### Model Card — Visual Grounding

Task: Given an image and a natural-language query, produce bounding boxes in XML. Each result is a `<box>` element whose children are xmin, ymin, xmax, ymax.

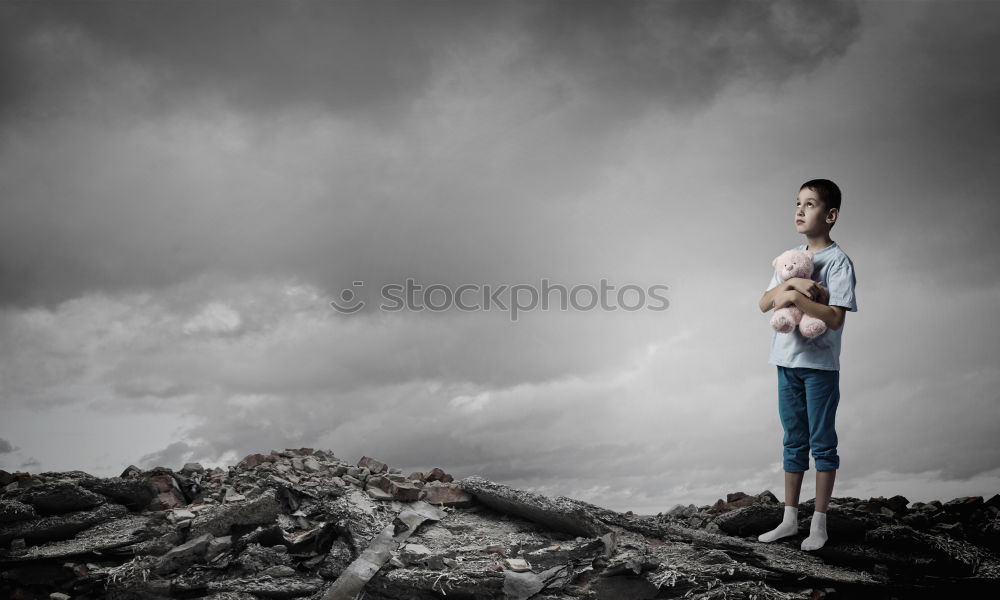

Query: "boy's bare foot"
<box><xmin>757</xmin><ymin>506</ymin><xmax>799</xmax><ymax>542</ymax></box>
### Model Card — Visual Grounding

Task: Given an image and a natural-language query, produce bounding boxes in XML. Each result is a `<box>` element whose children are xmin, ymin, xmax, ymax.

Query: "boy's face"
<box><xmin>795</xmin><ymin>188</ymin><xmax>837</xmax><ymax>236</ymax></box>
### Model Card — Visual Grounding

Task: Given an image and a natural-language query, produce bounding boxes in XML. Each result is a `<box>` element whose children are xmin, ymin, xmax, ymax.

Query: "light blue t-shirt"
<box><xmin>767</xmin><ymin>242</ymin><xmax>858</xmax><ymax>371</ymax></box>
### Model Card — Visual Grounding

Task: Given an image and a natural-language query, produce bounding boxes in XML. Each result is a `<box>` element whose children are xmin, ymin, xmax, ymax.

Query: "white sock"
<box><xmin>757</xmin><ymin>506</ymin><xmax>799</xmax><ymax>542</ymax></box>
<box><xmin>802</xmin><ymin>511</ymin><xmax>828</xmax><ymax>550</ymax></box>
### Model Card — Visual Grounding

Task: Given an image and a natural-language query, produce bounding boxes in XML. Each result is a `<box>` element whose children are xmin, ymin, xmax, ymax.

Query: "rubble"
<box><xmin>0</xmin><ymin>448</ymin><xmax>1000</xmax><ymax>600</ymax></box>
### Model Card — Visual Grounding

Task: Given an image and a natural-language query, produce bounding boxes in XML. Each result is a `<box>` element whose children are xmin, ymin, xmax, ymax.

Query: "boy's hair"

▶ _TO DO_: Convert every line of the material above into a Markdown table with the columns Row and Line, numbering the rows and skipping blank lines. Leave the pictures out.

▶ _FULL ANSWER_:
| Row | Line |
|---|---|
| 1 | ### Model Card — Visual Grounding |
| 2 | Task: Given an image and a natural-language query, produce bounding boxes in XML. Each result is a `<box>` element whose children are xmin, ymin, xmax, ymax. |
| 3 | Query: "boy's bare foot" |
| 4 | <box><xmin>757</xmin><ymin>506</ymin><xmax>799</xmax><ymax>542</ymax></box> |
| 5 | ### Model Card — Visual Grounding |
| 6 | Task: Given an image and a natural-language query, produce bounding boxes in XML. Each result is a `<box>` element whose children are xmin, ymin, xmax, ymax. |
| 7 | Query: "boy's face" |
| 8 | <box><xmin>795</xmin><ymin>188</ymin><xmax>837</xmax><ymax>236</ymax></box> |
| 9 | ### Model Card — Visual Grounding |
| 10 | Task: Given an image and a natural-language query, produce bounding boxes in XML. Each result is a `<box>` element whose children are xmin, ymin, xmax, ymax. |
| 11 | Query: "light blue t-shirt" |
| 12 | <box><xmin>767</xmin><ymin>242</ymin><xmax>858</xmax><ymax>371</ymax></box> |
| 13 | ### Model Card — Visual Grounding |
| 14 | Task: Given an image and a natural-language query, produce bounding boxes in XML. Each result is a `<box>` element whose children are xmin, ymin, xmax, ymax. |
| 15 | Query: "white sock" |
| 16 | <box><xmin>757</xmin><ymin>506</ymin><xmax>799</xmax><ymax>542</ymax></box> |
| 17 | <box><xmin>802</xmin><ymin>511</ymin><xmax>828</xmax><ymax>550</ymax></box> |
| 18 | ### Model Card — Visual Grounding |
| 19 | Task: Given an image and a natural-language query, produce bounding boxes in XML. Each result is a `<box>` element whose children are xmin, ymin, xmax, ymax. |
| 20 | Query: "rubble" |
| 21 | <box><xmin>0</xmin><ymin>448</ymin><xmax>1000</xmax><ymax>600</ymax></box> |
| 22 | ### Model Card — Visual Grounding |
| 23 | Task: Given an image and a natural-language query, produce bounding boxes in XML. Each result is a `<box>` element whose children are xmin, ymin, xmax, ymax. |
| 24 | Query: "boy's hair" |